## DIRECTIONS
The answer is the line that contains "Query: young girl" followed by every later line of the entries below, each repeated exactly, and nothing else.

START SUPPLIED MATERIAL

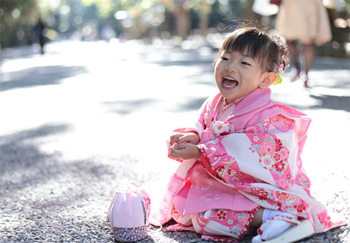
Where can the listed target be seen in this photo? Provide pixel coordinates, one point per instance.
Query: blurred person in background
(305, 23)
(38, 30)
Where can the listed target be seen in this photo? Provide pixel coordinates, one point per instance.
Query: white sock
(275, 227)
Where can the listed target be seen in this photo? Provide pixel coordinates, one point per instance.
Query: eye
(246, 63)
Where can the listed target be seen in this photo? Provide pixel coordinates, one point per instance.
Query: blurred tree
(16, 21)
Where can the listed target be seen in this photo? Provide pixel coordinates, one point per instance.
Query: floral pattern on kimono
(256, 151)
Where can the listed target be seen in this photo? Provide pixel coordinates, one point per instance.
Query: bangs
(248, 42)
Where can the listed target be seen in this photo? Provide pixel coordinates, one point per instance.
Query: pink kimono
(250, 158)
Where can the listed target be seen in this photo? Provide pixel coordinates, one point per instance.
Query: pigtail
(283, 63)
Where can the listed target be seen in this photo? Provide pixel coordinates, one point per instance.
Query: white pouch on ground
(128, 215)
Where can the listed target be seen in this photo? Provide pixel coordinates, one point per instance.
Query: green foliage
(16, 18)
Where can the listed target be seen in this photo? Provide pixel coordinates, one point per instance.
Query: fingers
(174, 138)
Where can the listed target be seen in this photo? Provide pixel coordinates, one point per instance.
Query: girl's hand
(180, 138)
(185, 151)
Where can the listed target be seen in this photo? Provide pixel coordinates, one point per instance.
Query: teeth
(229, 78)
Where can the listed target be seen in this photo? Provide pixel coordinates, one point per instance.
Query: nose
(231, 67)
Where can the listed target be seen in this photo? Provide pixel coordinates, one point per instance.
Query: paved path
(87, 119)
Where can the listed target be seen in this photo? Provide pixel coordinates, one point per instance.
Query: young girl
(241, 163)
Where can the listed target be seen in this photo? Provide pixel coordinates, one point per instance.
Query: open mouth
(229, 82)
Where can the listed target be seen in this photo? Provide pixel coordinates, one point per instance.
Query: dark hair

END SUPPLIED MATERIAL

## WORKED SOLUTION
Query: young girl
(241, 163)
Where can the listed target be seen in this photo? Provide pixel coordinates, one point per instance.
Query: open mouth
(229, 82)
Where can the listed target be seen in this photo? Provide pixel coordinates, one point per instance.
Query: dark hair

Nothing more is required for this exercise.